## GIVEN DATA
[Start]

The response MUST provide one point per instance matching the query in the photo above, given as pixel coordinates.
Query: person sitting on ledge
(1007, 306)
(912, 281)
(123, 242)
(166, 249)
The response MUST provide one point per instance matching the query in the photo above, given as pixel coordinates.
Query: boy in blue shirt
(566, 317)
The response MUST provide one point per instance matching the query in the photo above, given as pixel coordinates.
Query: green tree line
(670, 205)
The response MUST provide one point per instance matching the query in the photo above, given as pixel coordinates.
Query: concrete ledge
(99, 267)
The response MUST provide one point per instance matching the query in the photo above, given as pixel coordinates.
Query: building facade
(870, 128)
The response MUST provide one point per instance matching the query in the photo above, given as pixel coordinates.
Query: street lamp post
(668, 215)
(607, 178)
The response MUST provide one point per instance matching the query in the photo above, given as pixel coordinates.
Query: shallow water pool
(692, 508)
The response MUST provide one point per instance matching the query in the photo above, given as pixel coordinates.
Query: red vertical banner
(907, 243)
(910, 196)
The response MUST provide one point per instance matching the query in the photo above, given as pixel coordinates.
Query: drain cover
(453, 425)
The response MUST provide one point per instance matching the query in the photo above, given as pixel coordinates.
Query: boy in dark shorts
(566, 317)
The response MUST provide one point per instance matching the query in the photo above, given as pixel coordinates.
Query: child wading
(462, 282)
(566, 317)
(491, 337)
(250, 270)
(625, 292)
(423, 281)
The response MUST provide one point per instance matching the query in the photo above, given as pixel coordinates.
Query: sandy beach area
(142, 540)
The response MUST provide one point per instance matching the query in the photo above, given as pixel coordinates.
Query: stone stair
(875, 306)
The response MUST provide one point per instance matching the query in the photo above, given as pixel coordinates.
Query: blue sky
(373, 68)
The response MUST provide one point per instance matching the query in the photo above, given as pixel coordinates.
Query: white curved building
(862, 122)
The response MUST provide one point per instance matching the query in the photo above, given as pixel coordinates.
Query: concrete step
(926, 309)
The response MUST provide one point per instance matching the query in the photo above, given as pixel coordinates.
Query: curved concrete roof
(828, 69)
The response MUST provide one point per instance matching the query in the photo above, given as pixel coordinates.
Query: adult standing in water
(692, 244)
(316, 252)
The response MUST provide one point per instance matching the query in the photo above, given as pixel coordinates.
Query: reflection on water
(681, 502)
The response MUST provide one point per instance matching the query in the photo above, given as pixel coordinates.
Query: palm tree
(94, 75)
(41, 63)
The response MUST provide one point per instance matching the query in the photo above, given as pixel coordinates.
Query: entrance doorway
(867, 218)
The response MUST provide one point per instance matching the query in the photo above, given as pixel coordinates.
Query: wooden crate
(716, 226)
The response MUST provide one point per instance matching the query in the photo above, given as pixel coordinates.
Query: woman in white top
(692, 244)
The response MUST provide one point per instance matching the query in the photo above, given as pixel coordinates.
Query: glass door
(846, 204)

[End]

## BRIEF
From the records above, extract every entry verbatim.

## COMPLETE ANSWER
The response MUST provide one point per instance matching the query in the photo above, given as pixel coordinates.
Query: person sitting on ledge
(1007, 306)
(912, 281)
(123, 242)
(166, 249)
The response MUST provide one point per instance matching the query in the photo above, given as pixel coordinates.
Query: boy in blue shirt
(566, 317)
The response MUST provide one point per instance matching the query in the photo above, given as pixel coordinates.
Query: green tree line
(670, 205)
The response MUST provide one point per instance matching the query in the photo above, given as pixel coordinates.
Query: concrete ledge
(99, 267)
The response MUST provide one point per instance matching the query in the photo above, given as pixel coordinates.
Query: building facade
(870, 128)
The response MUST provide one point per instance matching the query in the photo above, given as pixel coordinates.
Query: street lamp post
(668, 215)
(607, 178)
The response MUST provide one point per instance matching the query in the photo above, given as pixel coordinates.
Query: shallow water pool
(692, 508)
The response MUST provide one point per instance matching the query in the photo above, given as pixel coordinates.
Query: red vertical banner
(907, 243)
(910, 196)
The response MUST provide one point per instance matching the query in the photo above, given as pixel coordinates.
Query: drain cover
(453, 425)
The response MUST provide one point per instance matching the query in the photo above, given as pixel coordinates.
Query: boy in dark shorts
(566, 317)
The response MUST provide one point per instance matching the query in the photo above, given as pixel coordinates.
Query: child wading
(462, 282)
(566, 317)
(491, 337)
(250, 270)
(625, 292)
(423, 281)
The response MUST provide one point per instance matching the query in the photo above, given as pixel coordinates.
Query: sandy beach area
(142, 540)
The response MUST provide one point per instance matching the query in the photo above, given as pixel coordinates.
Query: stone stair
(875, 306)
The response MUST provide one point per instance matching the query in the photo above, given as pixel coordinates.
Query: blue sky
(373, 68)
The response MUST provide one point per instance matching the query in the photo above, given as pixel coordinates.
Query: white curved building
(862, 122)
The response MUST provide one point per instance matching the query in the photo above, given as pixel coordinates.
Query: concrete step
(926, 309)
The response MUST provide one point per instance matching the query in the photo above, given as pixel coordinates.
Query: curved concrete roof
(828, 69)
The response MUST provide one point per instance matching the query in the photo above, given as pixel coordinates.
Query: adult standing in water
(692, 244)
(316, 252)
The response MUST provide one point per instance matching the query in the photo above, given as pixel coordinates.
Query: reflection on water
(681, 502)
The response MUST provide one point per instance matching the query in the photo above, given as pixel coordinates.
Query: palm tree
(94, 75)
(41, 63)
The response MUST provide one point per instance matching the query in the photo above, given as pixel coordinates.
Query: entrance doorway
(867, 218)
The response MUST provide one point per instance matching the query in the photo above, given as pixel coordinates.
Query: wooden crate
(716, 226)
The response MUST provide one point per instance matching the query in the photo above, given as pixel coordinates.
Query: woman in white top
(692, 244)
The response MUST provide one point per instance matching the query in the photo above, given as pixel coordinates.
Query: glass door
(846, 204)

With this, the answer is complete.